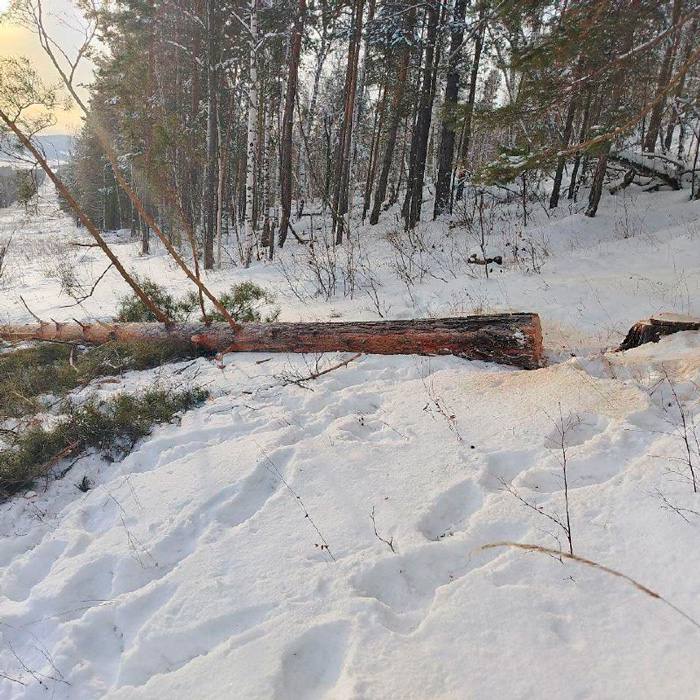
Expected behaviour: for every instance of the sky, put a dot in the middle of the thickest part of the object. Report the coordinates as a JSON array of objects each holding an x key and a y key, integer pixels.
[{"x": 18, "y": 41}]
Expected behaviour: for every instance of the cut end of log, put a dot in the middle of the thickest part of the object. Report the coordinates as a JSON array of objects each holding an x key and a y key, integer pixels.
[{"x": 653, "y": 329}]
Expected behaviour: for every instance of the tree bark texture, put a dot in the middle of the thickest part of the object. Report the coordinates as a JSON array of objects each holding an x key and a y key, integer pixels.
[{"x": 512, "y": 339}]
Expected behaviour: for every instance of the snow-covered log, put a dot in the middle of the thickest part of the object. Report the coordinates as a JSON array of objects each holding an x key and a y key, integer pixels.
[
  {"x": 651, "y": 165},
  {"x": 512, "y": 339},
  {"x": 654, "y": 328}
]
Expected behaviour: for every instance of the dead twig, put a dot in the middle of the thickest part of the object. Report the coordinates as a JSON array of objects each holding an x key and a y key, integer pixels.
[
  {"x": 26, "y": 306},
  {"x": 320, "y": 373},
  {"x": 388, "y": 543},
  {"x": 594, "y": 565}
]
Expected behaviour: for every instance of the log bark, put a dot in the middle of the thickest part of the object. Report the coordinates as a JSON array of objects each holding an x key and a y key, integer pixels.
[
  {"x": 512, "y": 339},
  {"x": 653, "y": 329}
]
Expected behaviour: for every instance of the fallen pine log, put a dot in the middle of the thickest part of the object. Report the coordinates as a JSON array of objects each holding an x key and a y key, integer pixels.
[
  {"x": 513, "y": 339},
  {"x": 653, "y": 329}
]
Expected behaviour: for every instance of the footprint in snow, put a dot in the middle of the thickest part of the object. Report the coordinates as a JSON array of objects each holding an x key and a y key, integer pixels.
[
  {"x": 312, "y": 664},
  {"x": 451, "y": 510}
]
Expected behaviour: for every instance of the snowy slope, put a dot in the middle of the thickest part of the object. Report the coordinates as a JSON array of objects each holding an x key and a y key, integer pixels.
[{"x": 197, "y": 567}]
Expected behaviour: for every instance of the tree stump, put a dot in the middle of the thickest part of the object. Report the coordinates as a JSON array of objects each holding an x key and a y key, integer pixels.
[{"x": 654, "y": 328}]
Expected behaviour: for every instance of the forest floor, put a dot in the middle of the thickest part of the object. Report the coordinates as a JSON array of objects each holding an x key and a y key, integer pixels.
[{"x": 322, "y": 538}]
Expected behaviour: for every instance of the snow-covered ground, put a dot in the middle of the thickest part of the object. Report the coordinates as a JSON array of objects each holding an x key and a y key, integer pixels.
[{"x": 235, "y": 555}]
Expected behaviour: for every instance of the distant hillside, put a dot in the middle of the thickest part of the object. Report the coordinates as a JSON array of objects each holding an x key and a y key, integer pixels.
[{"x": 57, "y": 146}]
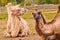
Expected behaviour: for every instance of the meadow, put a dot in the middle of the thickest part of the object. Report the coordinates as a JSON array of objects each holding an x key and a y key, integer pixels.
[{"x": 48, "y": 14}]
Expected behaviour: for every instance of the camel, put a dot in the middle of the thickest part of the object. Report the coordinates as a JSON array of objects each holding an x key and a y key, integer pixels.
[
  {"x": 16, "y": 24},
  {"x": 48, "y": 31}
]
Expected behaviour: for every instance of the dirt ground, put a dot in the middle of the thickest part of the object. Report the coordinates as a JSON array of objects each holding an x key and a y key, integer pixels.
[{"x": 29, "y": 37}]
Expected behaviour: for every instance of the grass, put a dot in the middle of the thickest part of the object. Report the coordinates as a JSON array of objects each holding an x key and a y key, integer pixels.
[{"x": 48, "y": 15}]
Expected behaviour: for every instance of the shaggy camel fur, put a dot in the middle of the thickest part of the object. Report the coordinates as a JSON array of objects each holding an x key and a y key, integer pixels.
[
  {"x": 16, "y": 24},
  {"x": 48, "y": 31}
]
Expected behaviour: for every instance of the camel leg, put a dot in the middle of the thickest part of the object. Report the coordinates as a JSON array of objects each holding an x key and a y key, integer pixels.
[{"x": 16, "y": 28}]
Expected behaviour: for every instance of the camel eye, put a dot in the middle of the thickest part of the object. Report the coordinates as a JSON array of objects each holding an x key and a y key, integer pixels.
[{"x": 18, "y": 10}]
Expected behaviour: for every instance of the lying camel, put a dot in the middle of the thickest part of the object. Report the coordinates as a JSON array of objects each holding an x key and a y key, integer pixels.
[{"x": 15, "y": 23}]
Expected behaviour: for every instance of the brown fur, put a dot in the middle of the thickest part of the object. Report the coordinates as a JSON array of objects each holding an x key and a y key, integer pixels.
[{"x": 48, "y": 29}]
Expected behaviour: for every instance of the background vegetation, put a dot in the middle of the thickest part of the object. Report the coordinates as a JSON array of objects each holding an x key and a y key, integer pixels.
[{"x": 29, "y": 2}]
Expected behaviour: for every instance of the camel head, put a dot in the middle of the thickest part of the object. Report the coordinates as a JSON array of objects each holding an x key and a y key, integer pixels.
[{"x": 36, "y": 14}]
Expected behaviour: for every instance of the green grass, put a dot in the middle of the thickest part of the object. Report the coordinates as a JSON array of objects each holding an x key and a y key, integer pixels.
[{"x": 48, "y": 15}]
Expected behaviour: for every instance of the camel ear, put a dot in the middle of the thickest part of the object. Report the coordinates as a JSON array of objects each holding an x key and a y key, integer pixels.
[{"x": 8, "y": 5}]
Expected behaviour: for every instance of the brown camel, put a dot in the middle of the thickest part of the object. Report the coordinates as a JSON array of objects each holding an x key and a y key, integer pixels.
[{"x": 48, "y": 31}]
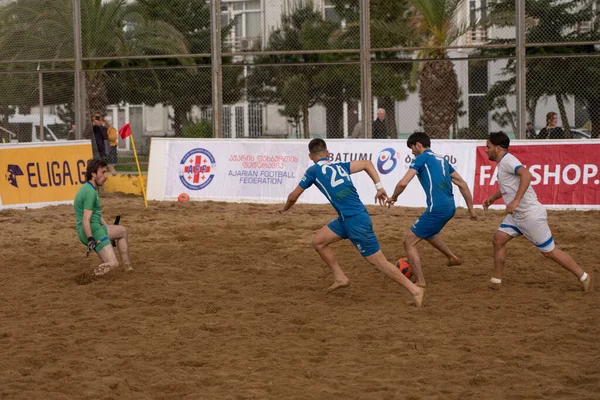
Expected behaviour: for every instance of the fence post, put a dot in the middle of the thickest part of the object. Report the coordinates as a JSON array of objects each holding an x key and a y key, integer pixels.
[
  {"x": 41, "y": 101},
  {"x": 520, "y": 71},
  {"x": 365, "y": 68},
  {"x": 79, "y": 107},
  {"x": 217, "y": 71}
]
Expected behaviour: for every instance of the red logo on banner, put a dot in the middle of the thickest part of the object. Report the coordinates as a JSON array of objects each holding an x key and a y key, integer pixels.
[{"x": 562, "y": 174}]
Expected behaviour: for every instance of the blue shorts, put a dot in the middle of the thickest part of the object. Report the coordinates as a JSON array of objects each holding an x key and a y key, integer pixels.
[
  {"x": 359, "y": 229},
  {"x": 430, "y": 224}
]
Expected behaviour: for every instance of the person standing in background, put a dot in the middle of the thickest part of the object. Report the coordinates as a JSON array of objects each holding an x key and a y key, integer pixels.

******************************

**Written exercise**
In the listing above, find the line containing "Expected behaviour: for every instance of the blue" and please quote exactly that line through the last one, and no other lines.

**Solution below**
Expected behaviour: for every instance of the blue shorts, put a dot in the middle of the thickest part of the object. Report the coordinates as a JSON array of objects each holding an x key and a y key, integer pixels.
[
  {"x": 359, "y": 229},
  {"x": 430, "y": 224}
]
Expected behaviour: for every instance of the person standing in background, put a dot in the middle of the thickest part of the object. Report the coordinates as a JSON array of objects each holding an x key and a y key, integer pixels.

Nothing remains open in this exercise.